Supplied records START

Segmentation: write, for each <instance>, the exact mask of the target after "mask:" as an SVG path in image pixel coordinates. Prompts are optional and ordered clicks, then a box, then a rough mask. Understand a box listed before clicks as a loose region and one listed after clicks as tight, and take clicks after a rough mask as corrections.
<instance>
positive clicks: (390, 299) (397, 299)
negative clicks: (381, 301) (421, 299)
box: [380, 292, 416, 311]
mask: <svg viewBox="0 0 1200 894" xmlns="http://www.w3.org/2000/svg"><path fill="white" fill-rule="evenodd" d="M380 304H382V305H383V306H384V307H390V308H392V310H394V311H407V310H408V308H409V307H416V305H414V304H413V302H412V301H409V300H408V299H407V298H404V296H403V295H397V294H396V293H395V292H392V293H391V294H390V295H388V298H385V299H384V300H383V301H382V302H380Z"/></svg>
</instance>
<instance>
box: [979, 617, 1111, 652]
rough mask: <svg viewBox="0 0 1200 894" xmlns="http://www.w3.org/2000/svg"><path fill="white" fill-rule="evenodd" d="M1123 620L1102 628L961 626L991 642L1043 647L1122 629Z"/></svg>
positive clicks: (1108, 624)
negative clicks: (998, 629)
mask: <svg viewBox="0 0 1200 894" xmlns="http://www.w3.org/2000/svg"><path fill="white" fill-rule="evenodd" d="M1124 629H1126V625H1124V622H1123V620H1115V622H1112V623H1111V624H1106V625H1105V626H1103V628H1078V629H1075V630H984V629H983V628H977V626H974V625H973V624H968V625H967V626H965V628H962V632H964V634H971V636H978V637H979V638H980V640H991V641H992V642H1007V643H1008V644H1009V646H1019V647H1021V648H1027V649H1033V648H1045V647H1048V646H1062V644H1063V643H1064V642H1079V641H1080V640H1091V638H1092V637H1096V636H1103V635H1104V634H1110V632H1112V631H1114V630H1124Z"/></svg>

Supplied records END

### Your assignment:
Starting at the first line, transcribe the material through to the last.

### Written solution:
Segmentation: write, for each <instance>, the exact mask of the target after "mask:" as an SVG path in image pixel coordinates. Prompts are optional and ordered clicks, then a box, then a rough mask. Understand a box listed before clicks as a loose region and one listed after clicks as tight, and take clicks after a rough mask as corrections.
<instance>
positive clicks: (390, 299) (397, 299)
negative clicks: (381, 301) (421, 299)
box: [380, 292, 416, 311]
mask: <svg viewBox="0 0 1200 894" xmlns="http://www.w3.org/2000/svg"><path fill="white" fill-rule="evenodd" d="M380 304H382V305H383V306H384V307H390V308H392V310H394V311H407V310H408V308H409V307H416V305H414V304H413V302H412V301H409V300H408V299H407V298H404V296H403V295H397V294H396V293H395V292H392V293H391V294H390V295H388V298H385V299H384V300H383V301H382V302H380Z"/></svg>
</instance>
<instance>
box: [979, 617, 1111, 652]
rough mask: <svg viewBox="0 0 1200 894" xmlns="http://www.w3.org/2000/svg"><path fill="white" fill-rule="evenodd" d="M1123 620L1102 628L961 626L991 642L1043 647L1122 629Z"/></svg>
positive clicks: (1108, 624)
negative clicks: (998, 629)
mask: <svg viewBox="0 0 1200 894" xmlns="http://www.w3.org/2000/svg"><path fill="white" fill-rule="evenodd" d="M1124 629H1126V625H1124V622H1123V620H1115V622H1112V623H1111V624H1106V625H1105V626H1103V628H1078V629H1075V630H984V629H983V628H977V626H974V625H973V624H968V625H967V626H965V628H962V632H964V634H971V636H978V637H979V638H980V640H991V641H992V642H1007V643H1008V644H1009V646H1019V647H1021V648H1027V649H1033V648H1045V647H1048V646H1062V644H1063V643H1064V642H1079V641H1080V640H1091V638H1092V637H1096V636H1103V635H1104V634H1110V632H1112V631H1114V630H1124Z"/></svg>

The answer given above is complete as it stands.